### [What you need to do]
Which lines in the entries below contain the word "photo"? Pick out each of them and copy it in full.

### [Stored data]
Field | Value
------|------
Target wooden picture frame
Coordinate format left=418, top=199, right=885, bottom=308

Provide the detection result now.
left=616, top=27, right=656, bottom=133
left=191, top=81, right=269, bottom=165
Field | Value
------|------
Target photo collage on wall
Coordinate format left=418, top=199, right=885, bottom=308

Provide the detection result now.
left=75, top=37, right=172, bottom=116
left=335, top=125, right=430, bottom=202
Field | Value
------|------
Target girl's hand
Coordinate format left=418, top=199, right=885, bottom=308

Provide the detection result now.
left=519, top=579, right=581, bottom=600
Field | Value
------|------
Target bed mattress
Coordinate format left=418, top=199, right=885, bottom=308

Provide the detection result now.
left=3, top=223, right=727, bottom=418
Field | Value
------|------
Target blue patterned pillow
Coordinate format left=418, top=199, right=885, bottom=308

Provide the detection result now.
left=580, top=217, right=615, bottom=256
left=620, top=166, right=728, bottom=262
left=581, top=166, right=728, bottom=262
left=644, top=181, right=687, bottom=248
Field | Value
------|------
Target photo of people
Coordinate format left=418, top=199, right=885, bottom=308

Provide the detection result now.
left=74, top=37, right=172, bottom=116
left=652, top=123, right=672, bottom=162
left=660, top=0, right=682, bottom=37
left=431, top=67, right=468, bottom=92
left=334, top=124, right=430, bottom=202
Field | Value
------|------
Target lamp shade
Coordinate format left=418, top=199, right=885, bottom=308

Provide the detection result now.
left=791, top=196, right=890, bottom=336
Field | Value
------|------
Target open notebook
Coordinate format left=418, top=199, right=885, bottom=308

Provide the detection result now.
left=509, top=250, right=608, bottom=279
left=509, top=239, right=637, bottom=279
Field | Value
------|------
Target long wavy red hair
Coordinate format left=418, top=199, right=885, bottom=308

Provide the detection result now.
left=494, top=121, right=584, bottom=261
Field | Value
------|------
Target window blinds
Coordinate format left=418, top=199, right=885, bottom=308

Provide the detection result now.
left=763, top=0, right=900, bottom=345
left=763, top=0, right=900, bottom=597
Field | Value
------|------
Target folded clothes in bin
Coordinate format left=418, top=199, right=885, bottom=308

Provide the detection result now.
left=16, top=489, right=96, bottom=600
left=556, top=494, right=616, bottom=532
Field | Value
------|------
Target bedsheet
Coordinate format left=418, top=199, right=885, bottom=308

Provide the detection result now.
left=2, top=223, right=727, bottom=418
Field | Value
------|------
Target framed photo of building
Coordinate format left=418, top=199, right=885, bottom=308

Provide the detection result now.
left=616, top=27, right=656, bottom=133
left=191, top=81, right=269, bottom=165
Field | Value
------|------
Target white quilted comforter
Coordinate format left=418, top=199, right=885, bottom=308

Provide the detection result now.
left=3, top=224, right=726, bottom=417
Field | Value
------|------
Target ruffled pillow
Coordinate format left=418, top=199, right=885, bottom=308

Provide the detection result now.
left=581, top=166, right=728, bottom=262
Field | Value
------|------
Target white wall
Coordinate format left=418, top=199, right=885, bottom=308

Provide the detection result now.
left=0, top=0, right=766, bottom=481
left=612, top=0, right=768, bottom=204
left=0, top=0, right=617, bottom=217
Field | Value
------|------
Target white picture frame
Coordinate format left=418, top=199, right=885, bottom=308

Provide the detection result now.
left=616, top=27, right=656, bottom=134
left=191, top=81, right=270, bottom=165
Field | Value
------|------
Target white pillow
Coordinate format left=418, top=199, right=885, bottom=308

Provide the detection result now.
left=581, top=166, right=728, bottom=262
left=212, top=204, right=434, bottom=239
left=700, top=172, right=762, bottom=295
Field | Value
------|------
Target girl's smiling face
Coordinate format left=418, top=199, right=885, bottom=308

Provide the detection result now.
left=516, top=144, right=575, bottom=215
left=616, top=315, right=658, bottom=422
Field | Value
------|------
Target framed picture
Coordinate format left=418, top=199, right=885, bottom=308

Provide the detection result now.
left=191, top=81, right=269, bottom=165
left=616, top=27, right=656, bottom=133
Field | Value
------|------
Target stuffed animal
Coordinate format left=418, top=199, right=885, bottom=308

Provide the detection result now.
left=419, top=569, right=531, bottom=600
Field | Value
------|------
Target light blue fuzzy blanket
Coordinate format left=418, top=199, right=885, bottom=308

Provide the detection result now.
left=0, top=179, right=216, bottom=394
* * *
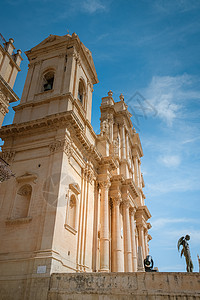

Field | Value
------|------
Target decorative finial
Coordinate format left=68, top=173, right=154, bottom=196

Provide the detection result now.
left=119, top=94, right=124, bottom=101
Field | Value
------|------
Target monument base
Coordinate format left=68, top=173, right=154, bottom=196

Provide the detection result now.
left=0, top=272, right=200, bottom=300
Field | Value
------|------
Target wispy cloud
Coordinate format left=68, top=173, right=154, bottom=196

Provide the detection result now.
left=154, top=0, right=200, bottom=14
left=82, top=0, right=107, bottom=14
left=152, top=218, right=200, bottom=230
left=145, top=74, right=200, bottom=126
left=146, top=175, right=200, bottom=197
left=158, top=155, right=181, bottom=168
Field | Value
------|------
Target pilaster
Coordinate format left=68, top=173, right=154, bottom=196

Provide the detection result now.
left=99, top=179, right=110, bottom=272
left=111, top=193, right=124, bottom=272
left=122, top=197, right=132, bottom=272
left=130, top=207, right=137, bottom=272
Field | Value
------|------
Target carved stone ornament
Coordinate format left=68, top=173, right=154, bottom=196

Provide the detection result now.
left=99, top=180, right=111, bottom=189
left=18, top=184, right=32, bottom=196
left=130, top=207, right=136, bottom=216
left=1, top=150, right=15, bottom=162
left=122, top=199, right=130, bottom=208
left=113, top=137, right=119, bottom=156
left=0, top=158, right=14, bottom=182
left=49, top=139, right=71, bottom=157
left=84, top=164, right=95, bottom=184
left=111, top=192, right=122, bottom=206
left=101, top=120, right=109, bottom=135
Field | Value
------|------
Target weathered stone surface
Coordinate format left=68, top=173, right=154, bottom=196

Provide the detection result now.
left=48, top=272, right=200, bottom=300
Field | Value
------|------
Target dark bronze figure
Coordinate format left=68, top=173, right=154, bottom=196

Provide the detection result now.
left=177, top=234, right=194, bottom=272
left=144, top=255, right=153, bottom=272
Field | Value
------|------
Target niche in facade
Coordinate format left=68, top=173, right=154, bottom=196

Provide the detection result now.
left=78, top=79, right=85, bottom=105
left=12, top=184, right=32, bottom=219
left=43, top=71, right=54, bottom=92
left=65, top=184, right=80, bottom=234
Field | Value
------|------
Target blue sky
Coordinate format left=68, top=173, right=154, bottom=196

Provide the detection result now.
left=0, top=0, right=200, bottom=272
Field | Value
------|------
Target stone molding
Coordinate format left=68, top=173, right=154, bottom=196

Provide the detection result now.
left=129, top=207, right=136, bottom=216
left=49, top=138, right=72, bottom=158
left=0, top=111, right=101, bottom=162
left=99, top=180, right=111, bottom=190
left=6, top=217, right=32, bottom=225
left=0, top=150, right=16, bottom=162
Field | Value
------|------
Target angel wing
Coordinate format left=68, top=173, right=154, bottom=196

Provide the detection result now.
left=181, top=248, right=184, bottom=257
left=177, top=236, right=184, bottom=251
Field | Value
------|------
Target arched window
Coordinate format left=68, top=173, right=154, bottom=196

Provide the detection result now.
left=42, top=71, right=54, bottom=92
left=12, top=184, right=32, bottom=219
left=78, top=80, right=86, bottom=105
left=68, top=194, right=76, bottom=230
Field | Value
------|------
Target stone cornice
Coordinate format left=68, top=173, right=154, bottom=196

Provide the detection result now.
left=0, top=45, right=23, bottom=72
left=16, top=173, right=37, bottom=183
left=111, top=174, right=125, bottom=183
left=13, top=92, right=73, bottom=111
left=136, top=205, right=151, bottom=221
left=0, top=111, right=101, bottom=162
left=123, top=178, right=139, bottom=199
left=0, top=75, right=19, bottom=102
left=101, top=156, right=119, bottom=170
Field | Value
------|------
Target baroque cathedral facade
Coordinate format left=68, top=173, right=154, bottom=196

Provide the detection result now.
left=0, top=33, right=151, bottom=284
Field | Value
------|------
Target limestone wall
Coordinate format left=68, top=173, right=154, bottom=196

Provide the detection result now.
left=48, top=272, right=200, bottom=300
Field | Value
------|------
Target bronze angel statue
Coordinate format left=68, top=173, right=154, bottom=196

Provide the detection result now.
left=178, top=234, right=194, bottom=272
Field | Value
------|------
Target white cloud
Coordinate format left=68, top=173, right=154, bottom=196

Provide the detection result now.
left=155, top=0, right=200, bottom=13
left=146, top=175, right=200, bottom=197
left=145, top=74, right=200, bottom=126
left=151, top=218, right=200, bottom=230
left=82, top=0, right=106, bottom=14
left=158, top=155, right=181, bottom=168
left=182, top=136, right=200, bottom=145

### [Correct response]
Target photo collage on wall
Target photo of people
Target framed photo of building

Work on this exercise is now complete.